═════ Exercise text ═════

Expecting 20-25% Every Year? Let’s Talk Realistic Market Returns

What returns should investors realistically expect from the stock market? This article explains why 20–25% annual returns are rare, how market returns are linked to economic growth and inflation, and what long-term investors should plan for instead.

How Much Return Should We Really Expect From the Market?

Most investors begin their journey with an optimistic question:
“Can I earn 20–25% returns every year from the market?”

While such returns are possible in certain years, planning long-term financial goals around them is unrealistic. A more useful question is:
“What is a reasonable return to expect and plan for over the long term?”

Where Do Market Returns Come From?

Over long periods, equity returns are anchored to a few fundamental drivers. They do not come from stock tips or short-term predictions, but from how the economy itself grows.

The three key building blocks are:

  • Real economic growth
    This reflects how fast the economy expands after adjusting for inflation.
    India’s real GDP growth is expected to be around 6–7%, while developed economies grow closer to 1–2%.
  • Inflation
    Inflation increases the nominal size of the economy but erodes purchasing power.
    In India, inflation has averaged around 4–5% over the long term.
  • Equity risk premium
    Equity investors accept volatility and periods of loss. In return, they expect a modest premium over risk-free investments. This premium exists, but it is limited, not unlimited.

In simple terms:
Long-term equity returns ≈ Economic growth + Inflation ± valuation effects

Why 20–25% Every Year Is Unrealistic

History across markets shows no consistent link between high GDP growth and permanently high equity returns. There are several reasons for this:

  • Not all economic growth flows to listed companies
  • High growth stories are often already priced in through valuations
  • Profitability, regulation, capital efficiency, and dilution matter as much as growth

Sustained 20–25% annual returns over long periods are extremely rare and usually involve excessive risk or concentration, not diversified investing.

So What Is a Reasonable Expectation?

═════

- Exercise requirements -
• 1. Using the article on realistic market returns, decide whether each statement agrees with it: (a) inflation in India has averaged around 4–5% over the long term; (b) developed economies are expected to grow at about 6–7% in real terms; (c) the equity risk premium is described as unlimited. Answer yes or no for each, and quote the words of the article that settle it.
• 2. From the article on realistic market returns, extract the passage that begins at the words "Over long periods, equity" and stops after the words "limited, not unlimited.". Copy it exactly.

═════ Data to examine ═════

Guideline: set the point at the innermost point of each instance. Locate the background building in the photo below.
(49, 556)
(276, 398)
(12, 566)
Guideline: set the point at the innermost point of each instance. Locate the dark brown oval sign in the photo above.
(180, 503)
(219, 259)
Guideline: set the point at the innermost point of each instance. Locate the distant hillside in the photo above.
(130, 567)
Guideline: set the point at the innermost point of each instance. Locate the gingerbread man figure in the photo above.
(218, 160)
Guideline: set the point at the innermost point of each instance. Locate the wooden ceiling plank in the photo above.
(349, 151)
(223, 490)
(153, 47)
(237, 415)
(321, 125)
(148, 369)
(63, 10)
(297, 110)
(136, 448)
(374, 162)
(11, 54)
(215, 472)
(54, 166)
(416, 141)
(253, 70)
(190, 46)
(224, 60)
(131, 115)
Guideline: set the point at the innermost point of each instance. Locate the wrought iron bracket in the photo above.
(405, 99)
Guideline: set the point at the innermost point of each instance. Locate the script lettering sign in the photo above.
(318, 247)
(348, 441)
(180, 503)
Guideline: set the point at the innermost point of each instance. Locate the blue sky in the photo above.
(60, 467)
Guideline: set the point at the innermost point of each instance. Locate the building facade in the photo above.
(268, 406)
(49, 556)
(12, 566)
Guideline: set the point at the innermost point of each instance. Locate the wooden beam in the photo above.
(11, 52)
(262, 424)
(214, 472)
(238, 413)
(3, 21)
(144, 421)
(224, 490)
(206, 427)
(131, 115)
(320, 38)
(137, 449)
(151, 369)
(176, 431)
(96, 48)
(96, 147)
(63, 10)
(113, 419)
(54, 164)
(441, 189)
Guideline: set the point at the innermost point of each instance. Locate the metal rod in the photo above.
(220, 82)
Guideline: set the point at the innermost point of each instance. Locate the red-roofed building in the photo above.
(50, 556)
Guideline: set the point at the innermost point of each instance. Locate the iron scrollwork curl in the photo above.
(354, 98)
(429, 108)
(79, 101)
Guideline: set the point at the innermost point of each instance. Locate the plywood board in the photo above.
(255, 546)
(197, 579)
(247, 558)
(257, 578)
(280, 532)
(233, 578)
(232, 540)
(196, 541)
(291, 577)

═════
═════ Data to examine ═════

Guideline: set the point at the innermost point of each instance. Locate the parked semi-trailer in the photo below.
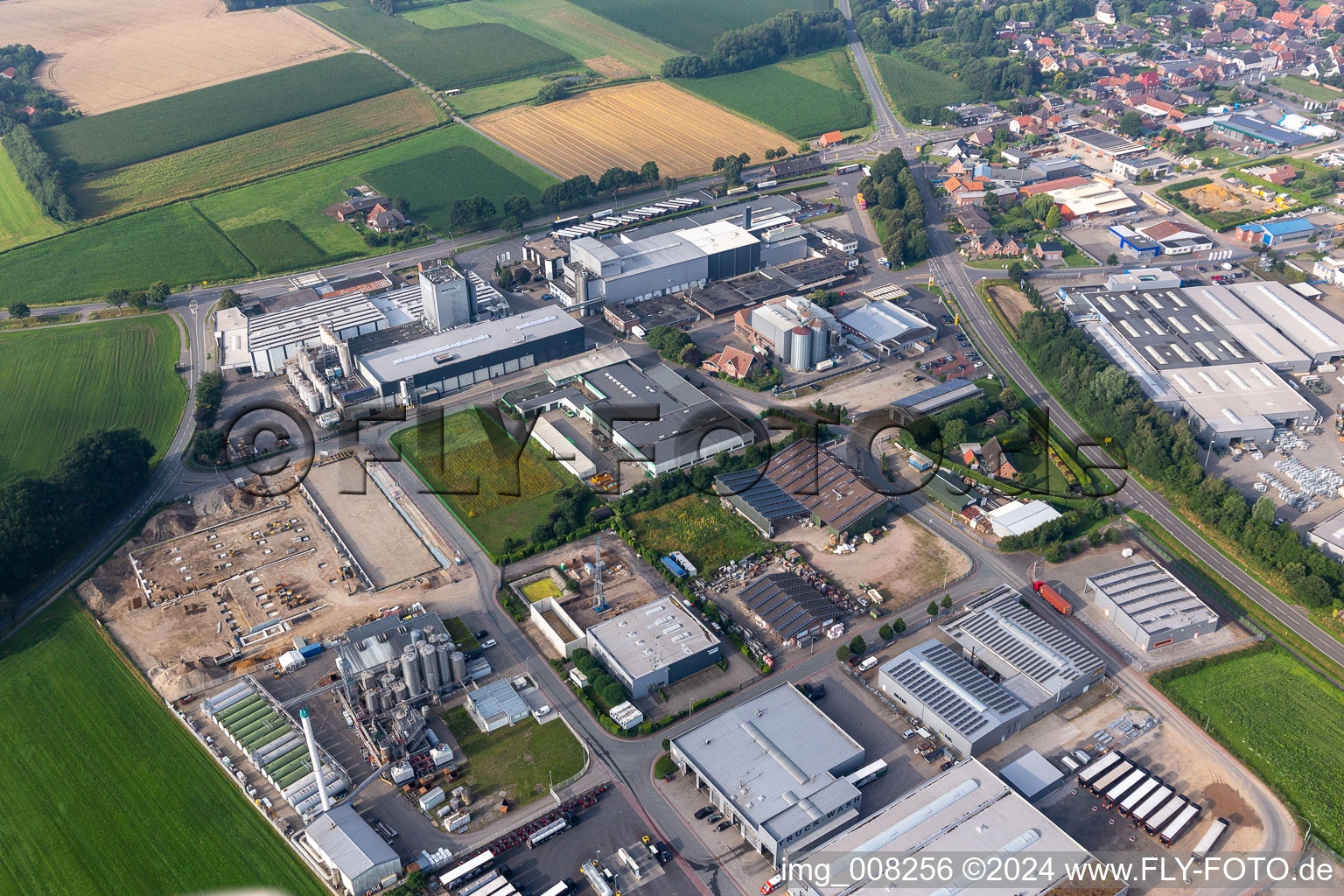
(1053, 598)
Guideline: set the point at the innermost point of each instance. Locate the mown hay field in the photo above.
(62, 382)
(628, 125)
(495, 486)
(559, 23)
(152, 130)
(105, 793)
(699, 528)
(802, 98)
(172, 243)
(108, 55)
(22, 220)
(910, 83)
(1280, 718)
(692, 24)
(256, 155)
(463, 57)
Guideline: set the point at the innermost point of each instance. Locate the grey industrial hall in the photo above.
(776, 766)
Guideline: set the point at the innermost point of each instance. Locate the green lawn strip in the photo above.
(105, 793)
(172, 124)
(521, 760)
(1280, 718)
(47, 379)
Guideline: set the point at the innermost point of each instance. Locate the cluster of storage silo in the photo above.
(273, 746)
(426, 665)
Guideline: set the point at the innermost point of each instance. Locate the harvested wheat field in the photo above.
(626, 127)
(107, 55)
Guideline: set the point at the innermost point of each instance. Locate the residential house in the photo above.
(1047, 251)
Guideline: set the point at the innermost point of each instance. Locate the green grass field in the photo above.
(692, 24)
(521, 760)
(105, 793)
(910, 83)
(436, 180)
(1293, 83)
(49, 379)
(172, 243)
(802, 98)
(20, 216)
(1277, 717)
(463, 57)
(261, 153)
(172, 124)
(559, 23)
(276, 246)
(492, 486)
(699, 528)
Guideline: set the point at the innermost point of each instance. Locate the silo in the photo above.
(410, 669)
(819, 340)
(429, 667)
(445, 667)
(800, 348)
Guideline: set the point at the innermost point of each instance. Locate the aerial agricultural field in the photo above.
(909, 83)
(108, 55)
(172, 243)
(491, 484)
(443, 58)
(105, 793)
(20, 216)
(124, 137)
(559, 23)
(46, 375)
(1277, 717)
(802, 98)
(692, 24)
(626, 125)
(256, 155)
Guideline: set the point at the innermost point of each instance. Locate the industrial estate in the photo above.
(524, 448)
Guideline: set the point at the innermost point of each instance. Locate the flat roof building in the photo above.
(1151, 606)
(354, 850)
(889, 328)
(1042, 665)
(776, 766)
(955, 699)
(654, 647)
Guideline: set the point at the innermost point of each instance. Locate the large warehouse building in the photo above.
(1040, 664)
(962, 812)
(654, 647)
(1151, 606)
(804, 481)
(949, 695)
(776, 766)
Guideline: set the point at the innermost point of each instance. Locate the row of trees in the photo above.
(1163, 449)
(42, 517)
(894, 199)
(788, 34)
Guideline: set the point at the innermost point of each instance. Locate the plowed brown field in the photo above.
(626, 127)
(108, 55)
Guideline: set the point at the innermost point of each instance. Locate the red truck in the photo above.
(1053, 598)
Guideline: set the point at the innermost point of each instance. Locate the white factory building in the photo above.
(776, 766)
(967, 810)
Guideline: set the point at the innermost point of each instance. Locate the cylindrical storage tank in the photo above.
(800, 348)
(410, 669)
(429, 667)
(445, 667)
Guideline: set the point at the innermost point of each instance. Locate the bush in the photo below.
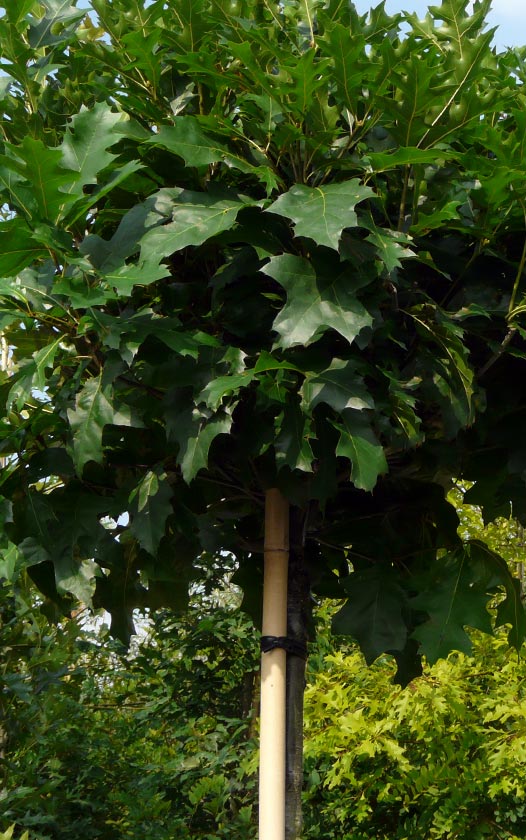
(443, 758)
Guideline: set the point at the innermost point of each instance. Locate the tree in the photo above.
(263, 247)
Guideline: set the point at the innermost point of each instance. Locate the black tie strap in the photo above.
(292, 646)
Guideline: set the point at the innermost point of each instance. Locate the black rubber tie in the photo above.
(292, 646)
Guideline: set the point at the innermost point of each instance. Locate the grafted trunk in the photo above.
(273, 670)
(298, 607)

═════

- Solutions to each task -
• 1.
(a) Yes: "In India, inflation has averaged around 4–5% over the long term."
(b) No: "developed economies grow closer to 1–2%"
(c) No: "This premium exists, but it is limited, not unlimited."

• 2.
Over long periods, equity returns are anchored to a few fundamental drivers. They do not come from stock tips or short-term predictions, but from how the economy itself grows.

The three key building blocks are:

  • Real economic growth
    This reflects how fast the economy expands after adjusting for inflation.
    India’s real GDP growth is expected to be around 6–7%, while developed economies grow closer to 1–2%.
  • Inflation
    Inflation increases the nominal size of the economy but erodes purchasing power.
    In India, inflation has averaged around 4–5% over the long term.
  • Equity risk premium
    Equity investors accept volatility and periods of loss. In return, they expect a modest premium over risk-free investments. This premium exists, but it is limited, not unlimited.